Down to the final line, print the records again exactly.
---------------
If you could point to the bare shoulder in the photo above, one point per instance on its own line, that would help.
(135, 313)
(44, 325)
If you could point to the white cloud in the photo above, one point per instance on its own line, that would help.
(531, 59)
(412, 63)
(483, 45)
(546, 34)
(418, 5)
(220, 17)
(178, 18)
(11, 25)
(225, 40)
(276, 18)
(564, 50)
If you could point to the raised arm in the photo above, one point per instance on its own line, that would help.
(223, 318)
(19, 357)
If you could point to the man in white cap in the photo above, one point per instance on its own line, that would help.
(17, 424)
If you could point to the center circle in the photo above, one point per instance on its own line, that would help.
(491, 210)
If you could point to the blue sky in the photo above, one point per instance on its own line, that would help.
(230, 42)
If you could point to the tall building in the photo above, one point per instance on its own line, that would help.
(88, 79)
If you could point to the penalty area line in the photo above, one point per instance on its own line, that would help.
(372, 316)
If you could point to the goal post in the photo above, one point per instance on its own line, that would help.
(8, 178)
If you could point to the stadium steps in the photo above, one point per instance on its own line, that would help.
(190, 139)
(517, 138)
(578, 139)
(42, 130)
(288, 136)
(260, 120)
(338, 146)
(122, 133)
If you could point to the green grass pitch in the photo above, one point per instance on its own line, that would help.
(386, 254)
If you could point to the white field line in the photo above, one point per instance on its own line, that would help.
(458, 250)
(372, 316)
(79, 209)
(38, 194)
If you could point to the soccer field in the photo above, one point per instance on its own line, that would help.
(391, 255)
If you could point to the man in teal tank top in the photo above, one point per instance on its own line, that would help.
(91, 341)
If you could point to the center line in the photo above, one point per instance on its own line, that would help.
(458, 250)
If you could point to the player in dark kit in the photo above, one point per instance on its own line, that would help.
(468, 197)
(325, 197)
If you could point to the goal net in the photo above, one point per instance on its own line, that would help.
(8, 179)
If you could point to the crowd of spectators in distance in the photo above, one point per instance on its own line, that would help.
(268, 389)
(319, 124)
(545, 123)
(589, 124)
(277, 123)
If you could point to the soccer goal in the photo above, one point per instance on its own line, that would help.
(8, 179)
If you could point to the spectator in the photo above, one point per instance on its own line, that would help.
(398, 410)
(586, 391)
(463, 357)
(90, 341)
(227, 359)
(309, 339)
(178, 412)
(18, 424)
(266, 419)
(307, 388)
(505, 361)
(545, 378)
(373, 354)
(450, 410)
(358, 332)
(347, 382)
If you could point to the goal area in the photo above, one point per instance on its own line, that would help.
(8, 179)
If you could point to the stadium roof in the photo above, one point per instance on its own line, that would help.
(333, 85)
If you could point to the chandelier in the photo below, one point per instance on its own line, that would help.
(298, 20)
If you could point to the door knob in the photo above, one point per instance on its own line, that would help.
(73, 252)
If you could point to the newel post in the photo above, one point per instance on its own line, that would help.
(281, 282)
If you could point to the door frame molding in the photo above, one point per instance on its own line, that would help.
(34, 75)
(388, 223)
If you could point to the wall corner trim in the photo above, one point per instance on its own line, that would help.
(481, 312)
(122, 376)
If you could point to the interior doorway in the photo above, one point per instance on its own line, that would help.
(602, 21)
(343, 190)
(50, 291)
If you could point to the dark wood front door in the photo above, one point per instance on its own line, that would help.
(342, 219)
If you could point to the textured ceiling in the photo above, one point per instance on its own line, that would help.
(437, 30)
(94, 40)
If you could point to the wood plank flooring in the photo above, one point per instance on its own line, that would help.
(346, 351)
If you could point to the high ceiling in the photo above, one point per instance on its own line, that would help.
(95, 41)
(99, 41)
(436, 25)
---------------
● **Written response**:
If you could point to the bare shoulder in the photo above, one point per instance on its own line, that would help.
(135, 313)
(44, 325)
If you could point to the white cloud in the photo above, one point per instance on its own line, that would help.
(531, 59)
(412, 63)
(483, 45)
(546, 34)
(418, 5)
(220, 17)
(178, 18)
(11, 25)
(225, 40)
(276, 18)
(564, 50)
If you could point to the raised arm in the photo above, one point per instance on its own line, that would help.
(223, 318)
(19, 357)
If you could point to the man in white cap in the photo above, one point per instance on its own line, that would help.
(17, 424)
If you could point to the center circle in the photo above, one point per instance on its own line, that would help.
(491, 210)
If you could point to the blue sky in the photo above, one point per instance on its own line, that would help.
(230, 42)
If you could point to the tall building in the photo above, one point per instance on its own line, that would help.
(88, 79)
If you could point to the penalty area line in the photo above, one point per instance on its own line, that would help.
(372, 316)
If you could point to the goal post in the photo above, one point per instance on its own line, that would help.
(8, 178)
If you could point to the stadium steps in the photo above, one point per instance on its own line, that would help.
(190, 139)
(517, 138)
(578, 139)
(42, 130)
(288, 136)
(260, 120)
(338, 146)
(122, 133)
If you could point to the green grass pitch in the photo above, one point per instance on its own line, that would help.
(386, 254)
If you could point to the white field line in the photo above, one point per instance on its own line, that would help.
(458, 250)
(372, 316)
(79, 209)
(38, 194)
If you could point to the soccer field in the photo above, one point per instance on its own line, that would help.
(391, 255)
If you could point to the man in teal tank top in the photo above, one point per instance on its own line, that would help.
(91, 341)
If you could point to the center line in the photo above, one point per instance on its own line, that would help.
(458, 250)
If you could point to the player in dark kit in the photo above, one point per instance on its own line, that would help.
(468, 197)
(325, 197)
If you could point to the goal net in the photo above, one point per instance on its own line, that would help.
(8, 179)
If you could point to the crowd of spectators in distance in the photo above, one point per instance on its own line, that would help.
(268, 389)
(319, 124)
(545, 123)
(589, 124)
(277, 123)
If you could point to the soccer goal in the photo above, one point per instance on its own line, that would help.
(8, 179)
If you could point to the spectator in the photo above, one point per instance on its own line, that would help.
(398, 410)
(586, 391)
(463, 357)
(90, 341)
(227, 359)
(309, 339)
(178, 412)
(18, 424)
(266, 419)
(307, 388)
(505, 361)
(545, 378)
(373, 354)
(450, 410)
(358, 332)
(347, 382)
If you could point to the goal area in the photo above, one point per instance on its own line, that would help.
(8, 179)
If you could point to the stadium roof in the photo above, one point per instance on its own line, that would help.
(333, 85)
If you could point to the chandelier in the photo below, one point per instance on its own line, that would help.
(298, 20)
If you could point to the door knob in the photo above, one point per instance on its own line, that would help.
(73, 252)
If you could point to the newel post in the photo above, one point per instance on its own line, that would help.
(281, 282)
If you could point to the door frame molding in the photo above, one point per instance on its own line, that would help.
(34, 75)
(388, 223)
If you could point to the wall corner trim in the photo above, one point per instance on its own line, that would help.
(481, 312)
(122, 376)
If you could point to the interior doorway in the photo above, one point per instance on its own line, that would help.
(602, 21)
(343, 190)
(50, 291)
If you could point to the dark wood front door in the photo above, one point per instance on its own line, that would help.
(342, 219)
If you could point to the textured ceiling in the photo above, one point per instance on its own line, that would help.
(437, 30)
(94, 40)
If you could point to the wood plank flooring in the photo above, one point per instance on its own line, that would help.
(346, 351)
If you could point to the high ceiling in the photo above, one point per instance on its own line, that would help.
(95, 41)
(99, 41)
(436, 25)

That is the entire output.